**GOAL**
Return the listing below unchanged, every line word for word.
═══
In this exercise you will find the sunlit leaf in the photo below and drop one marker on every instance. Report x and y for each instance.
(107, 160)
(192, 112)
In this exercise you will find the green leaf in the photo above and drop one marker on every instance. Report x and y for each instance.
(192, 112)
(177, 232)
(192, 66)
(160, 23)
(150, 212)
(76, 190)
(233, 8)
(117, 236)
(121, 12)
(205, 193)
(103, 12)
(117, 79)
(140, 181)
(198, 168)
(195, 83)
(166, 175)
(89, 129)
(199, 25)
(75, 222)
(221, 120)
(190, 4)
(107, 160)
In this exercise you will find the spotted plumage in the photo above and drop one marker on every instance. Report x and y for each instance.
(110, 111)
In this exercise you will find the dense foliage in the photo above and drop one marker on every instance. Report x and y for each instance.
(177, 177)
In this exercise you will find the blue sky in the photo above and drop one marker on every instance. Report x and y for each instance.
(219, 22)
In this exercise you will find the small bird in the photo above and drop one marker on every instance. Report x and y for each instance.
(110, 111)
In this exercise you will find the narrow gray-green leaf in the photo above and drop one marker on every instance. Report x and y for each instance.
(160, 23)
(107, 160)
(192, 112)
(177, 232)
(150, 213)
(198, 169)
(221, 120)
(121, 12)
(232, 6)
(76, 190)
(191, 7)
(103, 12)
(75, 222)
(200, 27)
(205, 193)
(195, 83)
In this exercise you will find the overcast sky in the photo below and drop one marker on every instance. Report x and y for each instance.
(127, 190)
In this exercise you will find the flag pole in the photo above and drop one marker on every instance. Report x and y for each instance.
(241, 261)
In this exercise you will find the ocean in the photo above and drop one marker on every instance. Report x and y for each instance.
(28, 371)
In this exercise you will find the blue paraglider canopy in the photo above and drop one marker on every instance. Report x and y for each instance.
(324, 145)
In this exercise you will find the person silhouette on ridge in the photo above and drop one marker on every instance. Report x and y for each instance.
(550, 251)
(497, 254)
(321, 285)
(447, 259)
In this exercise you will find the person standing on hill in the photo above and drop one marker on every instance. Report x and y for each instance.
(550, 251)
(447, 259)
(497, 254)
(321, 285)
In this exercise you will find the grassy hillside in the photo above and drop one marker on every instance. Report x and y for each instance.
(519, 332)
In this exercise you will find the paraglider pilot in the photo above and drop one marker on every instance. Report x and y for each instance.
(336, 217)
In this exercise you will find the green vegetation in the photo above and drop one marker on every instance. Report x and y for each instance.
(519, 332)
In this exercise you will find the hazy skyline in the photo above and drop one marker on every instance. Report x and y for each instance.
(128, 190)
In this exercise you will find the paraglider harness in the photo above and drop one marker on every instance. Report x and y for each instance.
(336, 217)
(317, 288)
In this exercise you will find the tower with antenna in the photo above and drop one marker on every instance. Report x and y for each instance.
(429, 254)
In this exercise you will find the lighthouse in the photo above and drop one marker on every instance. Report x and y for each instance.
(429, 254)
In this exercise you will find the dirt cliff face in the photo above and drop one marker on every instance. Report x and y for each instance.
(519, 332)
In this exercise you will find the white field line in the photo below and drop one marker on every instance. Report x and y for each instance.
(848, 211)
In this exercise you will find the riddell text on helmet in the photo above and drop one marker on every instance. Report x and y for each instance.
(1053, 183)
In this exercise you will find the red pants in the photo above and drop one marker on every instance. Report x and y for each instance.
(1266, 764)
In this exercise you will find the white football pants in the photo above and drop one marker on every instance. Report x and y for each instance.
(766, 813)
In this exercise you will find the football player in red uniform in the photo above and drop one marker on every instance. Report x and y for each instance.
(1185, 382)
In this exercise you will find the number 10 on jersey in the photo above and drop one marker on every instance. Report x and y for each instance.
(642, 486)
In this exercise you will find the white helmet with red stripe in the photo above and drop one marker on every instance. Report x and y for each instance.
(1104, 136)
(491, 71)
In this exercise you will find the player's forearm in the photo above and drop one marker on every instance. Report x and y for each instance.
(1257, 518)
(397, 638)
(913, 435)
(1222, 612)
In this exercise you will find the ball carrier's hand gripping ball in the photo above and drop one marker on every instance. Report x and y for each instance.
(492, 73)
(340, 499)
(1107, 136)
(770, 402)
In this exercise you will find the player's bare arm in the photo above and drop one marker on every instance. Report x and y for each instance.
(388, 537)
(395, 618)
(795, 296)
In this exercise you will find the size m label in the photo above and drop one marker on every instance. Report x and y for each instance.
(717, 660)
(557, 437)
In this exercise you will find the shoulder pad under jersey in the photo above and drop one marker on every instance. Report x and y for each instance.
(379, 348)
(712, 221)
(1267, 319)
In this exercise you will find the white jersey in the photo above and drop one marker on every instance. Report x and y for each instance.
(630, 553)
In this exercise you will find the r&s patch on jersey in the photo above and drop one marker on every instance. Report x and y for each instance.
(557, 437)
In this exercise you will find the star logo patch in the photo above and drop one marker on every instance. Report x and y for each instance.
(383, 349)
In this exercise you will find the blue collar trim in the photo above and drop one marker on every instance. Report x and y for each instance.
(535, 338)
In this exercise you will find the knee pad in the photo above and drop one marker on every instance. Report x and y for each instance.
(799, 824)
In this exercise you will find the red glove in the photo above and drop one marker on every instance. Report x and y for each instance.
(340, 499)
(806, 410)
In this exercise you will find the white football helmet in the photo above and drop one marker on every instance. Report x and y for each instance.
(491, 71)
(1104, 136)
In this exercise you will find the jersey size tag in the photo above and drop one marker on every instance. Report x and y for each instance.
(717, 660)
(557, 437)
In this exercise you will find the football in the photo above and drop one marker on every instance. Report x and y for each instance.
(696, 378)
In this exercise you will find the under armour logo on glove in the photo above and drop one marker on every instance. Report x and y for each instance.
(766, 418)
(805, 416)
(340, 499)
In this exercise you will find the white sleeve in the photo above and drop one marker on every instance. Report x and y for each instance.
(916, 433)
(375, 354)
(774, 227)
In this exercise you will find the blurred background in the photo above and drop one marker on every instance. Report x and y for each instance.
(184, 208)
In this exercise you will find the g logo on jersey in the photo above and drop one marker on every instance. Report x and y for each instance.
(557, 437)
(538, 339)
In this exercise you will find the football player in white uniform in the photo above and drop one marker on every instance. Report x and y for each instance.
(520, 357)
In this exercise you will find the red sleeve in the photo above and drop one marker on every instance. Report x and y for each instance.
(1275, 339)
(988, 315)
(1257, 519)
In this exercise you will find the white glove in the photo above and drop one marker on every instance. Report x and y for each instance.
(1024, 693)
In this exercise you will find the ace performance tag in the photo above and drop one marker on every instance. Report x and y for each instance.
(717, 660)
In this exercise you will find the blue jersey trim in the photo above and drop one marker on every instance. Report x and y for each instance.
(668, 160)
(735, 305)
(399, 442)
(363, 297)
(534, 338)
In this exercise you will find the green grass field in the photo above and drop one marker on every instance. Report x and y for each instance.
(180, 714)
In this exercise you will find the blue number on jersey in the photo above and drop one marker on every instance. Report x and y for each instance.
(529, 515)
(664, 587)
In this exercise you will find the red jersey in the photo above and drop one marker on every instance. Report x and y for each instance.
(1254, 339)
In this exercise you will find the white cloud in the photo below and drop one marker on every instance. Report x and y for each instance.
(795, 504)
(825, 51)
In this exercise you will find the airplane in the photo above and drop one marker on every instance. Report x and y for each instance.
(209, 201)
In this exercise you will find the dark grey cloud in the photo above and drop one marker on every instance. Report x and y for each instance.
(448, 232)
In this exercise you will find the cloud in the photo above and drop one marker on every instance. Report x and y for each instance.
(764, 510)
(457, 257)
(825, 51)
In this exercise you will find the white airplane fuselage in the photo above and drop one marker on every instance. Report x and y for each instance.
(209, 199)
═══
**WORKED SOLUTION**
In this exercise you will find the sunlit leaf in the photo below and drop one marker on every instance. Report x and y for each instance.
(107, 160)
(192, 112)
In this exercise you will find the green leaf in the photo above and drop one marker on every instance. Report x and y for each instance.
(192, 112)
(177, 232)
(192, 66)
(160, 23)
(150, 212)
(76, 190)
(233, 8)
(117, 236)
(121, 12)
(205, 193)
(103, 12)
(117, 79)
(140, 181)
(198, 168)
(195, 83)
(166, 175)
(89, 129)
(199, 25)
(75, 222)
(221, 120)
(190, 4)
(107, 160)
In this exercise you will find the spotted plumage in the photo above and drop one marker on every instance. Report x and y for each instance.
(110, 111)
In this exercise you will find the dense foliage in the photo above and drop one marker on every instance. Report x and y for each instance.
(177, 177)
In this exercise you will find the blue sky in the photo above and drop one marker on every instance. Report x and y for each instance.
(219, 22)
In this exercise you will find the small bird in the photo above and drop one marker on every instance. Report x and y for each instance.
(110, 111)
In this exercise you will find the narrow gray-green leaf in the photo above and drop one marker on every instance. Report x and y for each instance.
(160, 23)
(107, 160)
(192, 112)
(177, 232)
(150, 213)
(198, 169)
(221, 120)
(121, 12)
(232, 6)
(76, 190)
(191, 7)
(103, 12)
(75, 222)
(200, 27)
(205, 193)
(195, 83)
In this exercise you will find the overcast sky in the photo below and drop one marker on every instance. Report x and y for each instance.
(127, 190)
In this exercise you will find the flag pole in the photo above and drop one marker on every instance. Report x and y for each instance.
(241, 261)
In this exercise you will find the ocean in the photo above and drop one marker on every instance. Report x and y for each instance.
(28, 371)
In this exercise you will find the blue paraglider canopy in the photo above and drop one marker on every instance. Report x and y for each instance.
(324, 145)
In this exercise you will find the person silhouette on ridge in the photo above and drop one marker on every instance. Report x and y for each instance.
(550, 251)
(497, 254)
(321, 285)
(447, 259)
In this exercise you will find the person standing on hill in the photo above and drop one marker on every instance. Report x and y for each instance.
(550, 251)
(447, 259)
(497, 254)
(321, 285)
In this exercise you will find the grassy hillside in the photo above and drop one marker on every instance. Report x and y for each instance.
(519, 332)
In this exercise you will find the paraglider pilot in the photo above and drop one marker on every instance. Report x and y for each instance.
(336, 217)
In this exercise you will find the green vegetation in the photo above and drop one marker on every instance. Report x and y for each instance.
(519, 332)
In this exercise you will find the hazy skyline in the photo above and drop one marker on every instance. Report x and y for each instance.
(128, 190)
In this exercise you will find the paraglider harness in the photo above and drop one marker on every instance. Report x and y for each instance.
(336, 217)
(317, 288)
In this exercise you will find the tower with antenna in the photo above and drop one marker on every instance. Report x and y for each instance.
(429, 254)
In this exercise you will find the lighthouse in the photo above and drop one marker on every instance. Report x and y for each instance.
(429, 254)
In this exercise you will find the dirt cliff face in the photo above and drop one marker on every instance. Report x and y for each instance.
(519, 332)
In this exercise you will find the white field line in the photo below and drop one marker on every instance. Report x and y for each instance.
(848, 211)
In this exercise you will find the riddell text on helmet in the photo above and drop one marker on every instance. Report x and y for each instance.
(1053, 183)
In this exercise you will find the red pants in the photo above and drop one marker on every instance. Report x and y for each instance.
(1266, 764)
In this exercise you will find the white football pants in the photo above and drop one marker on every instance. Report x and y for each instance.
(766, 813)
In this exercise you will find the football player in red uniform in the photo above and drop one marker on every instance. Report x and y for each instance.
(1185, 382)
In this exercise you will find the number 10 on jersey in the photo above and drop one marker on every instance. Report x and y for each instance.
(642, 486)
In this exercise you will find the white helmet with red stripe in the photo above and drop one marker on every instance. Report x and y for each instance.
(1104, 136)
(491, 71)
In this exercise you will find the player's forearm in the photo above and drop one marker on every instance. Report x and y for each instance.
(1257, 518)
(397, 638)
(913, 435)
(1222, 612)
In this exercise you will find the ball carrier's hand gripping ball in the photo above and drop one marker on every instance. Report x and y for each instance.
(492, 73)
(340, 499)
(1107, 136)
(770, 402)
In this exercise you will find the player's bare arm in the photo above and drop one marker on every instance. Report x and y for each instance.
(388, 537)
(395, 618)
(795, 296)
In this exercise you will find the size m label in the photo above and drop one marker on every instance. Report x and y for each instance.
(717, 660)
(557, 437)
In this exercise you will find the shoulder pad under jersey in the photo above and drop one marker on every instance. Report x and y for each instance.
(379, 348)
(712, 221)
(1267, 319)
In this exercise you will find the white jersey in the photo above and drop one marker on every instance. Report x and y for each instance.
(630, 553)
In this exercise you will find the r&s patch on jersey in the photo above and drop one marker on every instance. Report x and y for each instance.
(557, 437)
In this exercise you will find the star logo patch in the photo above and drop one marker on every instance. Report x and y for each instance.
(383, 349)
In this exercise you will find the blue collar trim in the photo above and drop one marker on every instance. Report x and y for each instance.
(535, 338)
In this exercise you will find the knee pad in the photo above and drop one marker on every instance. Report x and y for each instance.
(799, 824)
In this exercise you will find the red glove in the photo above and drop one marker on every instance. Report x and y for each instance.
(340, 499)
(806, 410)
In this exercise you will find the white football helmet in the photo above and drop one marker on every instance. Report x and y for each instance.
(491, 71)
(1104, 136)
In this exercise you will find the jersey size tag in the photo above and drop one marker on every instance. Report x and y for each instance.
(717, 660)
(557, 437)
In this exercise you will find the football in the photo above and drop one marker on every instance. Report x and y for each instance.
(696, 378)
In this exercise you will find the under armour logo on glove in the photo above and drop one marker on every instance. Report x and y for each instance.
(766, 418)
(805, 416)
(340, 499)
In this exercise you will find the white sleeve in the photo above and drop one marker on every instance. Report x and y for each instance.
(916, 433)
(375, 354)
(774, 227)
In this exercise you will find the blurred background in the photo above and drop one marker on every instance. Report x and y for each instance.
(184, 208)
In this exercise you will find the g logo on jersey in the photo above and drop one marker on every instance. Report x and y for each instance.
(557, 437)
(538, 339)
In this exercise you will find the football player in white uniform in the photo above and drop one marker on every instance. Report x and y for each instance.
(520, 357)
In this exercise you will find the red sleeve in the photo above and drop one marker on every instance. Report x and y for each instance.
(1275, 339)
(988, 315)
(1257, 519)
In this exercise you will find the white glove in the photo above and drop one marker on every instance. Report x and y for each instance.
(1024, 693)
In this exercise you will find the ace performance tag in the photo above and drop one marker on every instance. Report x and y for each instance.
(717, 660)
In this exercise you will find the blue jersey trim in the photo above and drop one marker on every instance. Report x and y for each instance.
(668, 160)
(735, 305)
(399, 442)
(363, 297)
(534, 338)
In this exercise you will find the green grass field in the photo above and drop one marker on every instance. Report x and y for each instance.
(180, 714)
In this exercise you will find the blue number on jersey in the photo above and drop one marker on every instance. Report x and y for each instance.
(529, 515)
(664, 587)
In this exercise you will find the red jersey in the photo above and drop one marker on every instance. Report x and y for each instance.
(1254, 339)
In this exercise you will find the white cloud in the photo below and drop one marker on every instance. Report x and y for each instance.
(795, 504)
(825, 51)
In this exercise you will find the airplane in the photo above and drop one marker on every instance. Report x and y for each instance.
(209, 201)
In this exercise you will find the dark grey cloud in the photo above and drop one marker on every instance. Report x and y for each instance.
(448, 232)
In this exercise you will find the cloud in the photo above and drop one marker on every instance. Report x and y for each instance.
(764, 510)
(457, 257)
(825, 51)
In this exercise you will find the white airplane fuselage in the photo above and drop one marker on every instance. Report x and y for each instance.
(209, 199)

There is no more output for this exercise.